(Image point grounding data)
+ + + + + + +

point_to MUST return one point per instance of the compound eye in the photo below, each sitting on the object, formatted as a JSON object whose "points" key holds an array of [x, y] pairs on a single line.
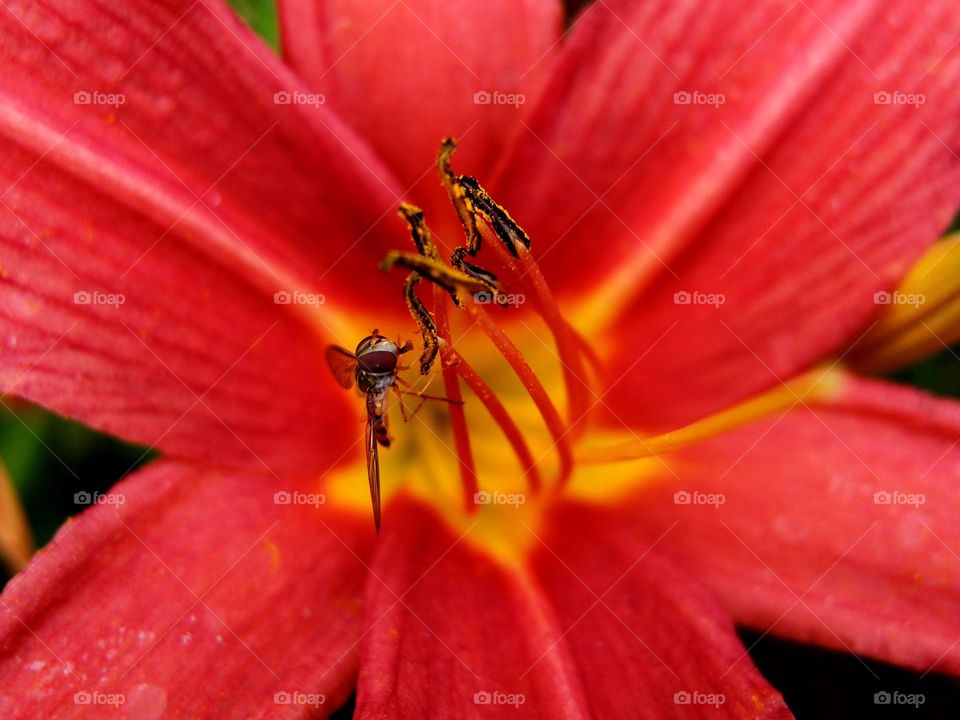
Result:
{"points": [[378, 361]]}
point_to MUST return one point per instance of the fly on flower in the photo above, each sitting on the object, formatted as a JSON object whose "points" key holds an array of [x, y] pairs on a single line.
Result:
{"points": [[373, 368]]}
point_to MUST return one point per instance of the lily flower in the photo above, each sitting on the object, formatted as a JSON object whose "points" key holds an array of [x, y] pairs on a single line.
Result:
{"points": [[660, 436]]}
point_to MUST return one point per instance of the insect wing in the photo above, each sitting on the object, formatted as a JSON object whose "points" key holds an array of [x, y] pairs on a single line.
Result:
{"points": [[373, 469], [342, 364]]}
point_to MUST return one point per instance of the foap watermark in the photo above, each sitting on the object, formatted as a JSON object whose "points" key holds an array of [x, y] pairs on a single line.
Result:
{"points": [[885, 697], [496, 97], [95, 498], [95, 697], [485, 497], [284, 97], [895, 97], [296, 697], [898, 298], [896, 497], [503, 299], [97, 297], [695, 697], [86, 97], [695, 97], [286, 497], [685, 297], [495, 697], [295, 297], [685, 497]]}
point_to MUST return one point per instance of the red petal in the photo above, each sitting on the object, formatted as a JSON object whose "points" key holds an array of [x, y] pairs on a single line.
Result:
{"points": [[199, 358], [801, 545], [193, 360], [453, 629], [405, 75], [797, 199], [198, 588], [279, 193]]}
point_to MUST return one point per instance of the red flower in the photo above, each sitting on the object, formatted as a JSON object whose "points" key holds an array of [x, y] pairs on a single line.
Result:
{"points": [[715, 194]]}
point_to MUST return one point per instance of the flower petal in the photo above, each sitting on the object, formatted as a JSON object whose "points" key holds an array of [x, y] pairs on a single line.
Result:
{"points": [[452, 628], [825, 170], [16, 542], [183, 114], [405, 75], [185, 588], [833, 524], [168, 350]]}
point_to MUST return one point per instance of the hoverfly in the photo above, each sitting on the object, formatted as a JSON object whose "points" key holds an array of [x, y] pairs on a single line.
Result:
{"points": [[373, 369]]}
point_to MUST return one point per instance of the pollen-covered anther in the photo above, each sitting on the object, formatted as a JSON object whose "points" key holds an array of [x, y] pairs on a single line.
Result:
{"points": [[463, 277]]}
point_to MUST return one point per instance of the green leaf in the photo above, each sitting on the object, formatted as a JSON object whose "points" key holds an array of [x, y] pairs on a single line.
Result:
{"points": [[261, 15]]}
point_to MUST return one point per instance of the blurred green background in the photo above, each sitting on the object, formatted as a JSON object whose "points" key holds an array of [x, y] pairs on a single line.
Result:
{"points": [[50, 459]]}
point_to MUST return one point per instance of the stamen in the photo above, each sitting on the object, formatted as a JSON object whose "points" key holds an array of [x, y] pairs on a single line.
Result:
{"points": [[816, 385], [534, 388], [458, 418], [570, 346], [499, 414], [471, 201]]}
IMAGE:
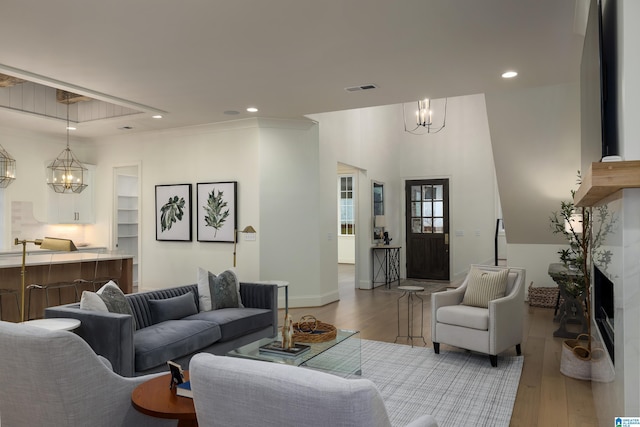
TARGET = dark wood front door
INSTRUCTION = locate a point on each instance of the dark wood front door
(428, 229)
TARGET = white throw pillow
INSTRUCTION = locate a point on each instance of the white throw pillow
(204, 292)
(115, 300)
(92, 301)
(208, 281)
(484, 286)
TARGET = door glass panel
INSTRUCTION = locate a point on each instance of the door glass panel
(426, 209)
(439, 192)
(416, 192)
(438, 209)
(415, 209)
(427, 192)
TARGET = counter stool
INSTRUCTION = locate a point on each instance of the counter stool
(61, 275)
(411, 293)
(13, 292)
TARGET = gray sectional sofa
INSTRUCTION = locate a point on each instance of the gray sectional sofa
(165, 327)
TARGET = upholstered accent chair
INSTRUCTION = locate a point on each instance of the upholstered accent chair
(230, 391)
(484, 314)
(53, 378)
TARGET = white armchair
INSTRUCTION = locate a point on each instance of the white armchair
(232, 392)
(53, 378)
(489, 330)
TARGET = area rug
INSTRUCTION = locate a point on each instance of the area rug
(429, 287)
(457, 388)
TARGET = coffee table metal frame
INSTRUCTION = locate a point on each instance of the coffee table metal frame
(340, 356)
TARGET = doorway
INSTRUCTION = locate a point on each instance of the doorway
(127, 215)
(427, 229)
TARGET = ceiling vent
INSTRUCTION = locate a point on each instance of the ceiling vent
(361, 87)
(9, 81)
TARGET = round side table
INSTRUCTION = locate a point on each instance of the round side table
(411, 293)
(156, 399)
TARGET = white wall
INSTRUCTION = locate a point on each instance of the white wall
(185, 156)
(462, 153)
(373, 140)
(535, 135)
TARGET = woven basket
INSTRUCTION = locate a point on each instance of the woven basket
(543, 297)
(323, 332)
(576, 361)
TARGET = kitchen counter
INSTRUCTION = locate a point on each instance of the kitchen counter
(37, 272)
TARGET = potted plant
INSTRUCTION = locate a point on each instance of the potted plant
(576, 224)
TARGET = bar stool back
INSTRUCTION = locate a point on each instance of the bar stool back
(61, 275)
(108, 270)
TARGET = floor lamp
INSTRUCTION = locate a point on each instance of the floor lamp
(247, 229)
(51, 243)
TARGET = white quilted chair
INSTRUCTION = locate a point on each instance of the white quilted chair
(53, 378)
(485, 314)
(233, 392)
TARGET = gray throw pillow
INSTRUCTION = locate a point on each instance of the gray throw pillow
(172, 308)
(92, 301)
(115, 300)
(225, 290)
(204, 291)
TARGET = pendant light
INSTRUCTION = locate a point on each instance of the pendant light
(7, 168)
(66, 174)
(427, 116)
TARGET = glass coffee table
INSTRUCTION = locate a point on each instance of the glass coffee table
(340, 356)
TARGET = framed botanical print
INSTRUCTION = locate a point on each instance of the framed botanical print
(173, 212)
(216, 211)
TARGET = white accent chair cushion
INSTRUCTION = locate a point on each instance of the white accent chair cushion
(489, 330)
(230, 391)
(53, 378)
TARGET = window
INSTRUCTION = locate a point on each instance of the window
(427, 209)
(347, 218)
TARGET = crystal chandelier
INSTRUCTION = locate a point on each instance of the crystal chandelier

+ + + + + + +

Your task »
Print, without alteration, only the lines above between the one holding "TARGET = area rug" and the one holding "TARGET = kitchen counter", inclusive.

Exercise answer »
TARGET = area rug
INSTRUCTION = locate a point on each instance of the area rug
(429, 287)
(457, 388)
TARGET = coffee table metal frame
INSTRUCTION = locate a point on each instance of the coffee table metal frame
(340, 356)
TARGET = doorway
INSTRUCTION = locate a point on each instance of the doorway
(127, 215)
(427, 229)
TARGET = ceiling vent
INSTRUCTION = locate a point on each instance of the ceiling vent
(361, 87)
(9, 81)
TARGET = round side table
INSTRUCTION = locate a point on each instance of the round side table
(411, 293)
(156, 399)
TARGET = white wall
INSTRUCTION = locate a point on each instance of the white wall
(185, 156)
(462, 153)
(373, 140)
(535, 135)
TARGET = woven basket
INSTRUCTION = locate a point on each instance of the woven basket
(543, 297)
(323, 332)
(576, 361)
TARGET = kitchen counter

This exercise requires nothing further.